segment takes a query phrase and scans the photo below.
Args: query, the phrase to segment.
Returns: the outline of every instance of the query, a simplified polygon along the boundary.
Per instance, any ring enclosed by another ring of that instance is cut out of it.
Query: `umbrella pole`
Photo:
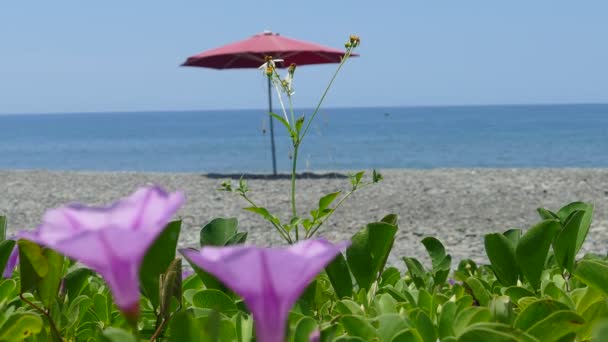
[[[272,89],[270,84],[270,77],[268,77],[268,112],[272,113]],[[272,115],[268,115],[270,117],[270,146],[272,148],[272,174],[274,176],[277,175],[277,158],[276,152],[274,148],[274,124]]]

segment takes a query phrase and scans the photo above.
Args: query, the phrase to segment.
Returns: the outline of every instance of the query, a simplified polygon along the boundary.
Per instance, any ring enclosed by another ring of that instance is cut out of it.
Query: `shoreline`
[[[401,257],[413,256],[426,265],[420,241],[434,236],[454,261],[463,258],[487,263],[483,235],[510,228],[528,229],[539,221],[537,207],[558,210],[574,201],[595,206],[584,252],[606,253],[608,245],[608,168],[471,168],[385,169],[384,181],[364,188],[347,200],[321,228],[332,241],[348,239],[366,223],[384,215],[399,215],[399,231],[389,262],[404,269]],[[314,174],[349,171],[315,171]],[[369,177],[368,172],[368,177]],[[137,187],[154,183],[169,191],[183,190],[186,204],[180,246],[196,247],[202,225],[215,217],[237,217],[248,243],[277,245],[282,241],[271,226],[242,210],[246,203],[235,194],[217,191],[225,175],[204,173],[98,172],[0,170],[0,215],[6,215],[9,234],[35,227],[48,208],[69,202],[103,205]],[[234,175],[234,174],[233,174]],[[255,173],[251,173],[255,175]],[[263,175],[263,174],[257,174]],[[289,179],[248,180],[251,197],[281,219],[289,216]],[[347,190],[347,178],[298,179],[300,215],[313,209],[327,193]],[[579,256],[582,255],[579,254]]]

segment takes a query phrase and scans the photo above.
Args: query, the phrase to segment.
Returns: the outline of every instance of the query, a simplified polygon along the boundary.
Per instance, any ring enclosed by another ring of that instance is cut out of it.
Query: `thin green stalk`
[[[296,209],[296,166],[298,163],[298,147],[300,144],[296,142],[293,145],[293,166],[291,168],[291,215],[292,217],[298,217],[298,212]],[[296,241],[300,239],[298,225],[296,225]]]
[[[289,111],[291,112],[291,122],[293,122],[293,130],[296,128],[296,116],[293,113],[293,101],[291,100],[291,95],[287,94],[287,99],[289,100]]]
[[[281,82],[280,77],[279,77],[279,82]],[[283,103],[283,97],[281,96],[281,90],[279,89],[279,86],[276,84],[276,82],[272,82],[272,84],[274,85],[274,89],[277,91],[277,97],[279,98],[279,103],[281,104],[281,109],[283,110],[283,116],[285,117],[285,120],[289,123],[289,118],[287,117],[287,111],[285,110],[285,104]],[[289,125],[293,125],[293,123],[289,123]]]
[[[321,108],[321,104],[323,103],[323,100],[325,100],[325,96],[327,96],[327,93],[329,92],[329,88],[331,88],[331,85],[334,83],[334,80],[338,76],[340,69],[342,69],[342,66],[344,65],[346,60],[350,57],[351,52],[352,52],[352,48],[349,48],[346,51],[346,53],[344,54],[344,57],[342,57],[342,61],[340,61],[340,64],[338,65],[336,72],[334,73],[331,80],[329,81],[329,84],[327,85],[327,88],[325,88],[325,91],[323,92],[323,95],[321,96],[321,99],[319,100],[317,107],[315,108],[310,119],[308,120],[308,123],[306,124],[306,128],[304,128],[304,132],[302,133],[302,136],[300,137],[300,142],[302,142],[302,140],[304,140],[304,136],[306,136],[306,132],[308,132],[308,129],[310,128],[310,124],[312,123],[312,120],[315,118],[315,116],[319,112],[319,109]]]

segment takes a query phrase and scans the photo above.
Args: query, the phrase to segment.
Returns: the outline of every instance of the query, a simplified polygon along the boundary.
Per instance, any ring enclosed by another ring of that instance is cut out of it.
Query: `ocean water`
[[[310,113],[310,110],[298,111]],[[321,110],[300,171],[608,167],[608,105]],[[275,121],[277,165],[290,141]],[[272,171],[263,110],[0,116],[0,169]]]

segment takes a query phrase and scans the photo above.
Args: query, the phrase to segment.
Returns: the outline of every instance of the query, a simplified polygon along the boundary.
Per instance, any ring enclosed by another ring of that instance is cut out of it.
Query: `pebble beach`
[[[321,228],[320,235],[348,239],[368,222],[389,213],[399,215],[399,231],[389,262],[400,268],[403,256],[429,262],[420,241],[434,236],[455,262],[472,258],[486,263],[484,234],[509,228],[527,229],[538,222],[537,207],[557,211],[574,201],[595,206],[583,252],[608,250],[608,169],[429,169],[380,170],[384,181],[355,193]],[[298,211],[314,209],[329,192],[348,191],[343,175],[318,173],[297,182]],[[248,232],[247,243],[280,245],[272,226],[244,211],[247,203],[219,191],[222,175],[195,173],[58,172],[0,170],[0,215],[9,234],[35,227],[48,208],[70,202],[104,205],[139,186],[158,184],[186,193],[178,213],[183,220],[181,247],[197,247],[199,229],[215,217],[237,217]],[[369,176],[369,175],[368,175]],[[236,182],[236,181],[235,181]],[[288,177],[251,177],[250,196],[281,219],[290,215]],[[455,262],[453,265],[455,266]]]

+++

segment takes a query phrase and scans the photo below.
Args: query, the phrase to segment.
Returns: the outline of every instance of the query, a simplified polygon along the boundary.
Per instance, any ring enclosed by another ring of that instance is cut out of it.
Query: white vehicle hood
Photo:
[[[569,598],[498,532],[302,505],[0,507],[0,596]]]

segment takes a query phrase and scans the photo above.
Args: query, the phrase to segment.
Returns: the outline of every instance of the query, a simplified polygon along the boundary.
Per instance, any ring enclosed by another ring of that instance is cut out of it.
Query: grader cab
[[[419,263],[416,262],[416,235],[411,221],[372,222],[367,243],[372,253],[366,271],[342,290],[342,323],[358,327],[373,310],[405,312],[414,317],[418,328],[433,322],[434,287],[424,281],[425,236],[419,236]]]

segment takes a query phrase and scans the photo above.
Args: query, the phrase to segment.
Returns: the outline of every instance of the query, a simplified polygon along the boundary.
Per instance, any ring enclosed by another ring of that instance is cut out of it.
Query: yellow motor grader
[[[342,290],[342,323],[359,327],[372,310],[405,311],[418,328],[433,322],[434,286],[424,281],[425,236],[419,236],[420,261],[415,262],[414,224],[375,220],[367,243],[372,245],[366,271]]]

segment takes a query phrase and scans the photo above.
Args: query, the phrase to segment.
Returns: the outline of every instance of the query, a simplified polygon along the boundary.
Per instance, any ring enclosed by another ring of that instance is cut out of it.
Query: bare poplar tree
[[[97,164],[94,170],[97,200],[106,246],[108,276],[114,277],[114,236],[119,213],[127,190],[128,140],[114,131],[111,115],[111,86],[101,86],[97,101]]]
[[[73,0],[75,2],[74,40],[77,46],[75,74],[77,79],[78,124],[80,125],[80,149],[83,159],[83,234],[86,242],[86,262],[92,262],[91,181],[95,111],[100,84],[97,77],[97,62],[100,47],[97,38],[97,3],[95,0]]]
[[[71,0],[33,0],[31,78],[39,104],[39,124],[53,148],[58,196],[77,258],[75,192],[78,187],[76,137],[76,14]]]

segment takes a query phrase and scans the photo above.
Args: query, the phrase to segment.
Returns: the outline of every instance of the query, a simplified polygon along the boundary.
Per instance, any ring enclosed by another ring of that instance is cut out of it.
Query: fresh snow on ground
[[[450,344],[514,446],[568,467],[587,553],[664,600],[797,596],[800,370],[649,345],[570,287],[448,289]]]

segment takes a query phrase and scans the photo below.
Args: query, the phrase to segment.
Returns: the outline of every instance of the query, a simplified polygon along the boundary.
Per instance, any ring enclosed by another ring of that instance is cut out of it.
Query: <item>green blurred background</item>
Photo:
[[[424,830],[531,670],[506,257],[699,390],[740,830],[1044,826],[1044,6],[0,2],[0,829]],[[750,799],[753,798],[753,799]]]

+++

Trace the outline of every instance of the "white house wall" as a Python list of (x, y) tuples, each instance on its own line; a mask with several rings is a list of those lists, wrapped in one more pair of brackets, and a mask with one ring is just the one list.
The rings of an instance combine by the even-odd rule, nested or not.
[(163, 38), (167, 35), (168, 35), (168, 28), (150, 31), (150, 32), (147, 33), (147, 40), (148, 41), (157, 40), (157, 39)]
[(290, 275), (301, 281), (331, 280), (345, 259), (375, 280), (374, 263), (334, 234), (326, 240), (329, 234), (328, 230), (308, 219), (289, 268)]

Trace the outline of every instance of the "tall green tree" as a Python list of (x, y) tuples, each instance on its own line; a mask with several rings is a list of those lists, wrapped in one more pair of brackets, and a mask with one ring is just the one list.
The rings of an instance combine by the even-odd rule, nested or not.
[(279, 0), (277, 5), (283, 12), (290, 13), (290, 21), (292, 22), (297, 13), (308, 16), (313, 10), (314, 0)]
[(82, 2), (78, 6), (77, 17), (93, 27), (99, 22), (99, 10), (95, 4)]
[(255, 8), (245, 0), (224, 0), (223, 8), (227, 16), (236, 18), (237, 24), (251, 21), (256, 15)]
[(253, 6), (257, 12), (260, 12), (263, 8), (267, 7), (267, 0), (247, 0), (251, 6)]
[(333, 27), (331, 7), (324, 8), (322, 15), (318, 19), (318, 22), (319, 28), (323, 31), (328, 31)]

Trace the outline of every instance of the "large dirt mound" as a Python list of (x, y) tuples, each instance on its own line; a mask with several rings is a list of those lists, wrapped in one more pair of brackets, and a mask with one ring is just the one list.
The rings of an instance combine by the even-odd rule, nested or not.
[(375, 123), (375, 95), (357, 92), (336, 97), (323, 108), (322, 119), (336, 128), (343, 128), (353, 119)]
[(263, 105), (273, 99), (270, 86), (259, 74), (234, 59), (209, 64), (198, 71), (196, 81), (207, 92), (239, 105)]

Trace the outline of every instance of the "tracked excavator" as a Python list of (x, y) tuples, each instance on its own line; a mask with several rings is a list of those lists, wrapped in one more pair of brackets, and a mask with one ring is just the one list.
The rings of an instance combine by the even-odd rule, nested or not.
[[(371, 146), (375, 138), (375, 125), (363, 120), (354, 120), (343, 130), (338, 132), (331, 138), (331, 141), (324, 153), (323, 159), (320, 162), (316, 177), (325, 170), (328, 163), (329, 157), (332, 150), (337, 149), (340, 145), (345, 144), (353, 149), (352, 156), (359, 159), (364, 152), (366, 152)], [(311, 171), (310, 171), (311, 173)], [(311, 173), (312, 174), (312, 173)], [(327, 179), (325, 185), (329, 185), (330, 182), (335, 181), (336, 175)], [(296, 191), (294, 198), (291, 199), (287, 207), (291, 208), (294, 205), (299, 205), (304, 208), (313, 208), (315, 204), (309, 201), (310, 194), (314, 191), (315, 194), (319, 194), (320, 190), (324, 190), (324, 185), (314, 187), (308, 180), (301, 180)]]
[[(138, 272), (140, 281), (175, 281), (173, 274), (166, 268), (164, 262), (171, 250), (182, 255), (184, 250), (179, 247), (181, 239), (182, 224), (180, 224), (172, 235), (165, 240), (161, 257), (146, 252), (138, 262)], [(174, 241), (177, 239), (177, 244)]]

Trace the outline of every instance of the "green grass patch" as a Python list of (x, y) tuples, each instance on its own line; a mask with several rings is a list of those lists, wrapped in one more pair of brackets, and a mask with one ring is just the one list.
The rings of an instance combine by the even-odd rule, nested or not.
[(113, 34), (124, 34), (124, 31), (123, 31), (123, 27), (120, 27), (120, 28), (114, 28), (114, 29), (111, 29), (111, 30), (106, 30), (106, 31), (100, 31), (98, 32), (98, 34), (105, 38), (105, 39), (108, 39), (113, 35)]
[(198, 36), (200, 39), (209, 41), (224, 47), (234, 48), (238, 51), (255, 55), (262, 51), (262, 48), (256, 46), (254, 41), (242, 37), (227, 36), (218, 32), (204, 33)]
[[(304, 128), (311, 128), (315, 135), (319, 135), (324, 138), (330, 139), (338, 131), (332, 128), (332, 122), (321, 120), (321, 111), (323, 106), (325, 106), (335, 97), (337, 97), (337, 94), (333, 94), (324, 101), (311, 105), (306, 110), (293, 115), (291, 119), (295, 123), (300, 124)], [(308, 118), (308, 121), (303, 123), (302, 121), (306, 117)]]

+++

Task instructions:
Copy whichever lines of the records above contain the word "brackets".

Response box:
Trace the outline of every instance of the "white house wall" as a Python list of (x, y) tuples, each instance on its own line; a mask with several rings is a list of those lists, wrapped in one more pair of brackets, and a mask with one ring is just the one list.
Trace the outline of every instance of the "tall green tree" as a Python list of (x, y) tuples, each instance on its own line; a mask with several rings is a list of those lists, wrapped in one more pair of brackets, and a mask with one ring is just the one list.
Trace the outline of every instance of the "large dirt mound" as a Python list of (x, y) tuples, each instance on its own line; a mask with several rings is a list of those lists, wrapped in one more pair of brackets, and a mask with one ring is just the one list.
Trace the outline of every instance of the "tracked excavator" as a Python list of (x, y) tuples, each instance on its own line; a mask with several rings is a list of those lists, wrapped in one more pair of brackets, and a mask with one ring is just the one list.
Trace the outline of every instance of the "green grass patch" as a Python list of (x, y) tuples, each instance on its own line; a mask with several rings is a list of those lists, wrapped in one more pair of brackets, and a mask with one ring is just the one list.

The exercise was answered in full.